*** TEXTE EXTRAIT ***

Conseils des anciens aux jeunes écrivains
Laurence N, m’a sympathiquement envoyé un lien concernant un article du NouvelObs sur la rentrée littéraire : « 6 conseils aux jeunes écrivains » Le magazine a demandé à des écrivains de la rentrée d’y ajouter les leurs.
L’occasion, pour moi, dans ce billet, de réagir aux conseils prodigués.
3 conseils de Jean Hatzfeld
« Si la première page vous inhibe et si l’entrée dans l’univers de votre roman vous impressionne, plutôt que la dramatiser, la sacraliser, la triturer dans tous les sens jusqu’à parfois renoncer d’épuisement ou de découragement, débutez par la deuxième. Personne ne vous reprochera de la remplacer par un brouillon ou un résumé provisoire, puisqu’on n’en saura rien. Il viendra toujours en cours de route un soir heureux où les mots glisseront naturellement à la pointe du stylo. »
UN BON CONSEIL : vous pouvez même, si nécessaire, mettre votre impuissance passagère au service de votre écriture.
Par exemple : vous vous trouvez sans idée face à la feuille blanche, et bien, décrivez cette impuissance avec le maximum de détails et d’émotions.
En écrivant votre infécondité vous mettrez votre esprit en action et ce qui était un handicap deviendra un remède.
Votre difficulté à écrire les premières lignes disparaîtra sans que vous vous en rendiez compte.
« Ne manipulez pas vos personnages. Ne les utilisez pas pour exprimer vos idées. Par exemple, ne pas construire un dialogue entre deux personnes pour développer vos réflexions sur un sujet de l’histoire qui vous tient à cœur. »
FAUX ! N’hésitez pas à faire dialoguer vos personnages quand ils vous permettent d’exprimer une idée en quelques échanges ; alors qu’il vous faudrait peut-être un paragraphe pour la développer.
« Enfin, c’est essentiel, ne tentez pas de séduire ou d’emballer des lecteurs. Oubliez-les. Un universitaire, un journaliste, un poète souvent, écrivent pour leurs lecteurs, mais pas un romancier. S’il pense à ses lecteurs un seul instant, à ce qui pourrait leur plaire ou les intéresser, le romancier sacrifie ses personnages et leur histoire pour une aléatoire réussite. »
AU CONTRAIRE : séduisez et emballez vos lecteurs avec une intrigue attractive, des comparaisons et des formules originales. Pensez à vos lecteurs, soyez bon conteur. Pas question que votre livre leur tombe des mains !

*** ENTRÉES ENREGISTRÉES ***

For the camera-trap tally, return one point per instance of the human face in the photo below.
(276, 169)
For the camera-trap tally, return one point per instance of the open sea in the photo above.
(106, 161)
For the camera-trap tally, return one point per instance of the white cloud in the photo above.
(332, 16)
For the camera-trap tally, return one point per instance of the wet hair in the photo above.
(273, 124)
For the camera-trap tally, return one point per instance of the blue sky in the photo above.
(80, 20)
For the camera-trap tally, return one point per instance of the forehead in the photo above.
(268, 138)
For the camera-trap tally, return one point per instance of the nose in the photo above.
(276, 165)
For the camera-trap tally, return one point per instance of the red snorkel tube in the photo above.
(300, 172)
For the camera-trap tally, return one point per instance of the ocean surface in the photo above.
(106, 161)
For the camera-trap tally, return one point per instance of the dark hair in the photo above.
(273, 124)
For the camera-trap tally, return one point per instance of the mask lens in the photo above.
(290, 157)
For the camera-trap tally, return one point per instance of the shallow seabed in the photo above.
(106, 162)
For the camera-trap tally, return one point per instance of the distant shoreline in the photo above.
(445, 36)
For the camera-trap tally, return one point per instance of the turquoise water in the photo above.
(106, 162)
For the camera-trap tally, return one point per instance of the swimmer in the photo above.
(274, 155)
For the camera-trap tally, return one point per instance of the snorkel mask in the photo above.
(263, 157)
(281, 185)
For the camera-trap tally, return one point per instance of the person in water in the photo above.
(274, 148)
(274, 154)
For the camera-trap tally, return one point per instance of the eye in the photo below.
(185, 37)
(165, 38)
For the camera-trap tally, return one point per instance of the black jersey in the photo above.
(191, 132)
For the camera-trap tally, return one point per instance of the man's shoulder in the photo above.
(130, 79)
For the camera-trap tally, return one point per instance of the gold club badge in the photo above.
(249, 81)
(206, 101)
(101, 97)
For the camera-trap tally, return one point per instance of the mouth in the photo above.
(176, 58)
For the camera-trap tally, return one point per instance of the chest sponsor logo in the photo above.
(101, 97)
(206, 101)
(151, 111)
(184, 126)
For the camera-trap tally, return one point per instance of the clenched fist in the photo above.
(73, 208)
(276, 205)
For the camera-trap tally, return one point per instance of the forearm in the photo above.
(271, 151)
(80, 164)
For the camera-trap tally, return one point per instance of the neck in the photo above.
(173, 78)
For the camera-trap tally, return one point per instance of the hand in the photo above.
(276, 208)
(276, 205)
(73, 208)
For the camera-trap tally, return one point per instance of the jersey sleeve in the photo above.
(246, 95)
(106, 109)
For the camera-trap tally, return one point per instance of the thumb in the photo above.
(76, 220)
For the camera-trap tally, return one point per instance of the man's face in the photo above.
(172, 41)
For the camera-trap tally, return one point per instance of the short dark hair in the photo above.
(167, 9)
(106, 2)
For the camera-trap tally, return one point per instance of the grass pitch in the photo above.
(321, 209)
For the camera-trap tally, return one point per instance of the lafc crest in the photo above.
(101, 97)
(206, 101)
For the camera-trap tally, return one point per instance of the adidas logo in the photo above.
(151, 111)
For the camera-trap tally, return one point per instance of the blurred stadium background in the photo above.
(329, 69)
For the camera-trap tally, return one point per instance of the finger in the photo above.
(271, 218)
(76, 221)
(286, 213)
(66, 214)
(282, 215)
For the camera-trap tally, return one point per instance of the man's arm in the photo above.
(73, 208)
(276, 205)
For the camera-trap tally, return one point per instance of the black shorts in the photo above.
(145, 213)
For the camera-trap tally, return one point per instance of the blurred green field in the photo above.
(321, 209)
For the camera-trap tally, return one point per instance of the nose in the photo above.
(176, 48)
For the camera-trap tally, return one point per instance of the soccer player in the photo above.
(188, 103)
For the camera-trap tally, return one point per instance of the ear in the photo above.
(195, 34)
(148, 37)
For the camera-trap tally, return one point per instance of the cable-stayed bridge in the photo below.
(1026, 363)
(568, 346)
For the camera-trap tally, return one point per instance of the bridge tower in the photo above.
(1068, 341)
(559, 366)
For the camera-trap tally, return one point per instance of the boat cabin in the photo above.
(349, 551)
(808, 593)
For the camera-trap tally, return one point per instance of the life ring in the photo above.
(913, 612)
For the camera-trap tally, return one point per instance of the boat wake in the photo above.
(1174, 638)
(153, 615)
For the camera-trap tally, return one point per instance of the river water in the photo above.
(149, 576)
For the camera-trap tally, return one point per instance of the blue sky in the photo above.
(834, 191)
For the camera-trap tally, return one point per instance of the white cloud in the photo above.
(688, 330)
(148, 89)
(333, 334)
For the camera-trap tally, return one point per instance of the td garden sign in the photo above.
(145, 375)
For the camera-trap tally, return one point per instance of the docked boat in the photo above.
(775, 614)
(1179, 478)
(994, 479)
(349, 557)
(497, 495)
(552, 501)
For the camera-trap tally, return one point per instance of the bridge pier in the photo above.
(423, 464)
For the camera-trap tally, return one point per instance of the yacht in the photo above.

***

**CONSIGNES**
1. Restituez à l'identique le passage du billet sur les conseils aux jeunes écrivains qui s'ouvre sur les mots contenant « UN BON CONSEIL » et se ferme sur « deviendra un remède. ».
2. Dans le billet sur les conseils aux jeunes écrivains, quels auteurs la dernière citation présente-t-elle comme écrivant pour leurs lecteurs ?
3. Rédigez la suite du billet sur les conseils aux jeunes écrivains, à partir de sa dernière phrase.

**CORRIGÉ**
1.
UN BON CONSEIL : vous pouvez même, si nécessaire, mettre votre impuissance passagère au service de votre écriture.
Par exemple : vous vous trouvez sans idée face à la feuille blanche, et bien, décrivez cette impuissance avec le maximum de détails et d’émotions.
En écrivant votre infécondité vous mettrez votre esprit en action et ce qui était un handicap deviendra un remède.

2. Un universitaire, un journaliste, un poète

3.
1 conseil de Marie Darrieussecq
« Si l’écriture n’est pas votre vie, laissez tomber »
SANS AUCUN DOUTE : je suis tout à fait de cet avis.
1 conseil de Dominique Noguez
« Le style : sobre, voire sec. Pas d’adjectifs, pas d’adverbes, pas de métaphores, pas d’hyperboles, pas de périphrases, pas de points-virgules, pas de points d’exclamation. »
PAS D’ACCORD ! : un style fluide, d’accord, mais avec du tempo. Pas sec, sauf si c’est un rapport de police. Des adjectifs, bien sûr, quand ils servent véritablement votre pensée, des adverbes aussi quand ils vous font économiser des mots ou des lourdeurs de phrases. Un point d’exclamation pour accompagner une interjection : « Oh la la ! », si l’intonation ironique de la phrase l’emporte sur l’interrogation, on termine avec un point d’exclamation : « T’as vu ce mec comme il se la joue ! »
Un point-virgule, évidemment, quand dans une phrase, les parties dont une au moins est déjà subdivisée par la virgule, ou pour séparer des propositions de même nature qui ont une certaine étendue. Pas d’hyperboles, pas de périphrases, oui, mais une métaphore créative et bien filée, si besoin. Et des comparaisons qui enchantent l’esprit.
Chantal Thomas
« Croire qu’écrire et parler relèvent d’une même langue. Confondre écrire avec discourir. »
OUI, BIEN SUR, c’est une erreur que je signale souvent.
1 conseil de Pierre Jourde
« Tu désires confier à des inconnus le soin de valider ce qui t’est le plus intime ? Tu réalises le malentendu… Et tout cela uniquement par le choix de mots et de tournures de phrases : tu dois savoir que tout le monde, au fond, s’en fout. »
TRÈS JUSTE : on ne peut dire mieux. Si vous souhaitez raconter votre vie il faut qu’elle soit extraordinaire, ou arrangez-pour pour qu’elle le soit…
1 conseil de Jean Rolin
« Au bout du chemin, le jeune écrivain devra prendre sur la droite afin de longer la mer : il est bien rare qu’à force de contempler celle-ci il ne vous vienne pas au moins une idée. Si c’est une idée stupide, ou inconvenante, le jeune écrivain l’écartera d’une main ferme. De l’autre, il se saisira d’un galet – ou de n’importe quel objet disponible sur la plage : coquillage, bout d’aussière ou canette de bière – et lui accordera pendant un certain temps toute son attention. »
NE JAMAIS S’EN PRIVER : Laissez courir vos pensées, à la plage comme ailleurs. Rêvez, contemplez, méditez. Laissez votre enfant créateur jouer dans son bac à sable. Ne l’en privez jamais.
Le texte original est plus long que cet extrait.